* Work request *
Look over the lines below. Report each one that includes the string "throw".

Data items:
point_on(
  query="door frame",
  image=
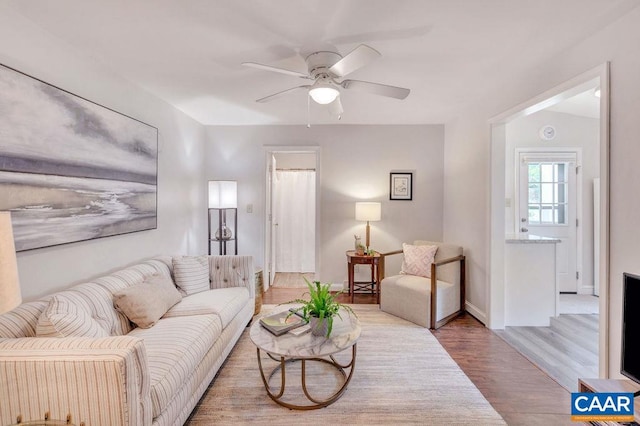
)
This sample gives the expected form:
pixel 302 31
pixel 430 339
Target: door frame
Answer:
pixel 496 220
pixel 269 150
pixel 577 151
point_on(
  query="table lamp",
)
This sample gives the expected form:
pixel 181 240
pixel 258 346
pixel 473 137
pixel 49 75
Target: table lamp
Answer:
pixel 10 296
pixel 368 211
pixel 223 194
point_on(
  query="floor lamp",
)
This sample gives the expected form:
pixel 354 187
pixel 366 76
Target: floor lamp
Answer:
pixel 223 196
pixel 10 296
pixel 369 212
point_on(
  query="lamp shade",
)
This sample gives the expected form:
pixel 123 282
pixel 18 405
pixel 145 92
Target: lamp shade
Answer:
pixel 368 211
pixel 323 93
pixel 223 194
pixel 10 296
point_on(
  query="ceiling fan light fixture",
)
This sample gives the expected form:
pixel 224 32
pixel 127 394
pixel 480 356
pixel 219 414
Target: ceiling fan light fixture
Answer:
pixel 323 94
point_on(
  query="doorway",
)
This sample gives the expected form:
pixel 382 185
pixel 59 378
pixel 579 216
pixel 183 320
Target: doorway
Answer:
pixel 505 218
pixel 547 194
pixel 291 222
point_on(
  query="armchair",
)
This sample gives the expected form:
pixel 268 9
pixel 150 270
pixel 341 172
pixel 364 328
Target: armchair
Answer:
pixel 429 302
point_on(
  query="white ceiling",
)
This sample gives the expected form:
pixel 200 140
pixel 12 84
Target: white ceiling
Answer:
pixel 449 53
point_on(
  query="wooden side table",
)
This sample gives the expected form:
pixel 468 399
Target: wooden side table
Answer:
pixel 373 260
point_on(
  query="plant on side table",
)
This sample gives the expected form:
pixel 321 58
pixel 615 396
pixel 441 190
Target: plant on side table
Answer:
pixel 320 309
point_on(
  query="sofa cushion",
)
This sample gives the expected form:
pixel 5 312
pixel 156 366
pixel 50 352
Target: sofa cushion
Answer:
pixel 223 302
pixel 64 318
pixel 23 320
pixel 191 274
pixel 175 347
pixel 418 259
pixel 146 302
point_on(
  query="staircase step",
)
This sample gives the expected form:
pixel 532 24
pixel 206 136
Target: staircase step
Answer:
pixel 579 328
pixel 561 358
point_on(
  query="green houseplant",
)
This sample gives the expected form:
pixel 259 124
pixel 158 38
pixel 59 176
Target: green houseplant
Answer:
pixel 320 309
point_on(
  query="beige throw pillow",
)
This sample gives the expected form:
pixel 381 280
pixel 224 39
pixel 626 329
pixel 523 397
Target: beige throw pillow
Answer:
pixel 64 318
pixel 418 259
pixel 191 274
pixel 145 303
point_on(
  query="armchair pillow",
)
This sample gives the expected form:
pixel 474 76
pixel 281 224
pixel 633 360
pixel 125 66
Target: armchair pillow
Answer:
pixel 145 303
pixel 418 259
pixel 191 274
pixel 63 317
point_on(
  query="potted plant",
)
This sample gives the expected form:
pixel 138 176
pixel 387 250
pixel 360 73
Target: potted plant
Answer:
pixel 320 309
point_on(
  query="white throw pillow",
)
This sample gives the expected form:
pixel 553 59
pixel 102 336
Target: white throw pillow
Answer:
pixel 191 274
pixel 145 303
pixel 63 318
pixel 418 259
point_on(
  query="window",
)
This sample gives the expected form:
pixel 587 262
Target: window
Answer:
pixel 547 200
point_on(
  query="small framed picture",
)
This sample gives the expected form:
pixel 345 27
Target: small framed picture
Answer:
pixel 401 186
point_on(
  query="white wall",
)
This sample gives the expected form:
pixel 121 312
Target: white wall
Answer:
pixel 181 191
pixel 467 161
pixel 572 132
pixel 355 162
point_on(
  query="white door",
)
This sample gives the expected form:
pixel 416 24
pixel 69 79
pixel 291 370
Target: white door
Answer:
pixel 294 215
pixel 548 207
pixel 270 241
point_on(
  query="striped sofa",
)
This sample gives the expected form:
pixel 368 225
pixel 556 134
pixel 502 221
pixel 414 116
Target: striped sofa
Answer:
pixel 134 376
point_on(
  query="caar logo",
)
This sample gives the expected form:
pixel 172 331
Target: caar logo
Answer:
pixel 613 407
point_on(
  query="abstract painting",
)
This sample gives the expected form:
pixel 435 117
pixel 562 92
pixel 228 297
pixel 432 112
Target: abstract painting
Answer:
pixel 70 169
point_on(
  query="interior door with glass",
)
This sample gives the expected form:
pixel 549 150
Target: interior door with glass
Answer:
pixel 548 207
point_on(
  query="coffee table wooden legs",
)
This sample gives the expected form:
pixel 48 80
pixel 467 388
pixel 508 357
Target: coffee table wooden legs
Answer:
pixel 316 403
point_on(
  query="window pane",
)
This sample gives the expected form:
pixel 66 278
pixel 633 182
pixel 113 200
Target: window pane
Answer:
pixel 534 193
pixel 534 172
pixel 546 171
pixel 560 218
pixel 560 172
pixel 546 193
pixel 534 214
pixel 561 193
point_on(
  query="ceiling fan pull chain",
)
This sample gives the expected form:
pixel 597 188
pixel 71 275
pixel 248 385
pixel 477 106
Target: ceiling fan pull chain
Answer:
pixel 308 112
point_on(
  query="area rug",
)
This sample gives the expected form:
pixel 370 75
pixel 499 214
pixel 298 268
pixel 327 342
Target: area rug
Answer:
pixel 402 376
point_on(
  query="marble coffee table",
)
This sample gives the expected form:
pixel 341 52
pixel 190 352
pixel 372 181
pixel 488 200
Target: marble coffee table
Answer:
pixel 288 348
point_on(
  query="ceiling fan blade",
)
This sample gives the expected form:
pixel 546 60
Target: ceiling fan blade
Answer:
pixel 275 69
pixel 335 107
pixel 356 59
pixel 376 88
pixel 284 92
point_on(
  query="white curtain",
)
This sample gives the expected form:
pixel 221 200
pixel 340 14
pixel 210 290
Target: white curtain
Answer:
pixel 295 208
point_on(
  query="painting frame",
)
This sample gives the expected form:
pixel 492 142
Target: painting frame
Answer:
pixel 401 186
pixel 71 169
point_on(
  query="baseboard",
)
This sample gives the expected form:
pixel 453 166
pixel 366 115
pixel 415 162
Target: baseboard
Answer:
pixel 338 287
pixel 476 313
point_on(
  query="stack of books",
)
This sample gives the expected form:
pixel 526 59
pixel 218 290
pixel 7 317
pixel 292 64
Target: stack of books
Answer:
pixel 282 322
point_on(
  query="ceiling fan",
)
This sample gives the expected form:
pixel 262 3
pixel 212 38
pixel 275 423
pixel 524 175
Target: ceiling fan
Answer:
pixel 326 69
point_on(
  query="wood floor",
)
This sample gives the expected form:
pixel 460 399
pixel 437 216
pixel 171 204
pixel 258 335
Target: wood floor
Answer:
pixel 517 389
pixel 567 350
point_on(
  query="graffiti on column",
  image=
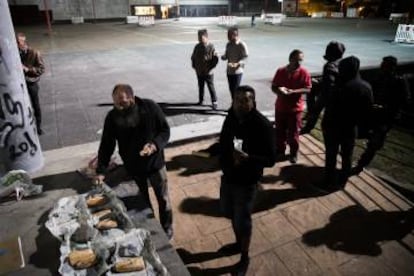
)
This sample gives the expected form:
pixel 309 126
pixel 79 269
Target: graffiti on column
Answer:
pixel 14 124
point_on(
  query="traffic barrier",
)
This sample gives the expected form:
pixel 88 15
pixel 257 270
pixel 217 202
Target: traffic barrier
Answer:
pixel 404 34
pixel 399 17
pixel 274 18
pixel 146 20
pixel 351 13
pixel 77 19
pixel 132 19
pixel 226 20
pixel 337 14
pixel 319 14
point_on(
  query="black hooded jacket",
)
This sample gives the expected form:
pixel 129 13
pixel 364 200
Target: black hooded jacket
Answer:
pixel 257 135
pixel 350 103
pixel 132 129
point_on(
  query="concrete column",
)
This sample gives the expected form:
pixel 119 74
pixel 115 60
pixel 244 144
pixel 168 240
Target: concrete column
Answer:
pixel 19 143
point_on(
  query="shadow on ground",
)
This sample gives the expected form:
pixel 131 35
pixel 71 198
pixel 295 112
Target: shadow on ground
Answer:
pixel 355 230
pixel 172 109
pixel 190 258
pixel 299 176
pixel 192 164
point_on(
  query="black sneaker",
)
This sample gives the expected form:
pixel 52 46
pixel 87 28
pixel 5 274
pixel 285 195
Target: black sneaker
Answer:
pixel 293 158
pixel 230 249
pixel 356 170
pixel 170 233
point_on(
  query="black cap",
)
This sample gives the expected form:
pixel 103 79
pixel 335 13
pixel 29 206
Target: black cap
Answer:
pixel 334 50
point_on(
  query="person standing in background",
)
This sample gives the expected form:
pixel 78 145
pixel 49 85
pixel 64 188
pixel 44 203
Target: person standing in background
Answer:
pixel 236 54
pixel 33 68
pixel 203 60
pixel 289 83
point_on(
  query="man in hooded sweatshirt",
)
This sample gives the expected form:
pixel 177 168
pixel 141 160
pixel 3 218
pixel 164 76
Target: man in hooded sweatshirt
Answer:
pixel 246 147
pixel 348 107
pixel 390 94
pixel 333 54
pixel 140 129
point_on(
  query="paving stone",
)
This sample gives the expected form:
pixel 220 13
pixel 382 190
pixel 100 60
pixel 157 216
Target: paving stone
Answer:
pixel 307 216
pixel 266 264
pixel 296 260
pixel 398 258
pixel 365 266
pixel 277 229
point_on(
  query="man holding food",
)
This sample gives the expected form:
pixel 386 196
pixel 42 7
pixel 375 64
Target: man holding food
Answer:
pixel 141 130
pixel 236 54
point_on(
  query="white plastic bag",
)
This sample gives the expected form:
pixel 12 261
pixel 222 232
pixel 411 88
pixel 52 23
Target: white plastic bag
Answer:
pixel 20 182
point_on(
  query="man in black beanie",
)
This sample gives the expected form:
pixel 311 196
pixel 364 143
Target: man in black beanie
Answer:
pixel 348 108
pixel 333 54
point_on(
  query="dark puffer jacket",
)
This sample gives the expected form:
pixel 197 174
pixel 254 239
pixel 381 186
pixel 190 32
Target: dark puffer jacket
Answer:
pixel 351 102
pixel 132 129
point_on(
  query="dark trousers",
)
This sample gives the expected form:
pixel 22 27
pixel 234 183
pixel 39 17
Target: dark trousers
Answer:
pixel 336 142
pixel 234 82
pixel 209 80
pixel 33 89
pixel 236 202
pixel 375 142
pixel 158 181
pixel 288 125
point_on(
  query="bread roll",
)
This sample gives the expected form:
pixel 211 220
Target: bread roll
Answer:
pixel 80 259
pixel 102 213
pixel 107 224
pixel 130 264
pixel 96 200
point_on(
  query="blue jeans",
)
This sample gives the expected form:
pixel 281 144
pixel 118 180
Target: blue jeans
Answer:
pixel 158 181
pixel 236 202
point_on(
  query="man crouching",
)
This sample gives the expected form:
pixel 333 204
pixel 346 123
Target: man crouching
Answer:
pixel 141 130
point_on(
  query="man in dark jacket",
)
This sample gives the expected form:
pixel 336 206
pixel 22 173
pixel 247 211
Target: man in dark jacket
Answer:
pixel 348 107
pixel 247 146
pixel 203 60
pixel 333 54
pixel 390 94
pixel 33 68
pixel 141 130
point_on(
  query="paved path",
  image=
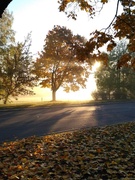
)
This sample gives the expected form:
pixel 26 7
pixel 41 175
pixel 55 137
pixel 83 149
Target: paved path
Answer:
pixel 45 120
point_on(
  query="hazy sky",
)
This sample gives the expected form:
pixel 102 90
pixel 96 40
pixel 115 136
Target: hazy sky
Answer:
pixel 40 16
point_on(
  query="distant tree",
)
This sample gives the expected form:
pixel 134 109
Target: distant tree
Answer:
pixel 15 70
pixel 57 65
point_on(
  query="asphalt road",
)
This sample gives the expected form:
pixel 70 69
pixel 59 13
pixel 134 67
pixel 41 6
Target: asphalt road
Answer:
pixel 21 123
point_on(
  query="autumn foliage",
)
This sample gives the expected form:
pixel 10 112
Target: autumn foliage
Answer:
pixel 122 26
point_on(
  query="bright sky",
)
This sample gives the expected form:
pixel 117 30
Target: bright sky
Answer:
pixel 40 16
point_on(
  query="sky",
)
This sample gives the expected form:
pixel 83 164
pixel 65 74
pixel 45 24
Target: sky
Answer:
pixel 40 16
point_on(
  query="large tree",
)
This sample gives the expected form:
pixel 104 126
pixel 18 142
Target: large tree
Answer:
pixel 121 26
pixel 57 65
pixel 112 82
pixel 7 34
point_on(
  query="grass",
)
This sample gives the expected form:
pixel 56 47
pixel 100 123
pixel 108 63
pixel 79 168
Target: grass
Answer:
pixel 98 153
pixel 57 103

* Exercise output *
  query="beige throw pillow",
Target: beige throw pillow
  query="white throw pillow",
Target: white throw pillow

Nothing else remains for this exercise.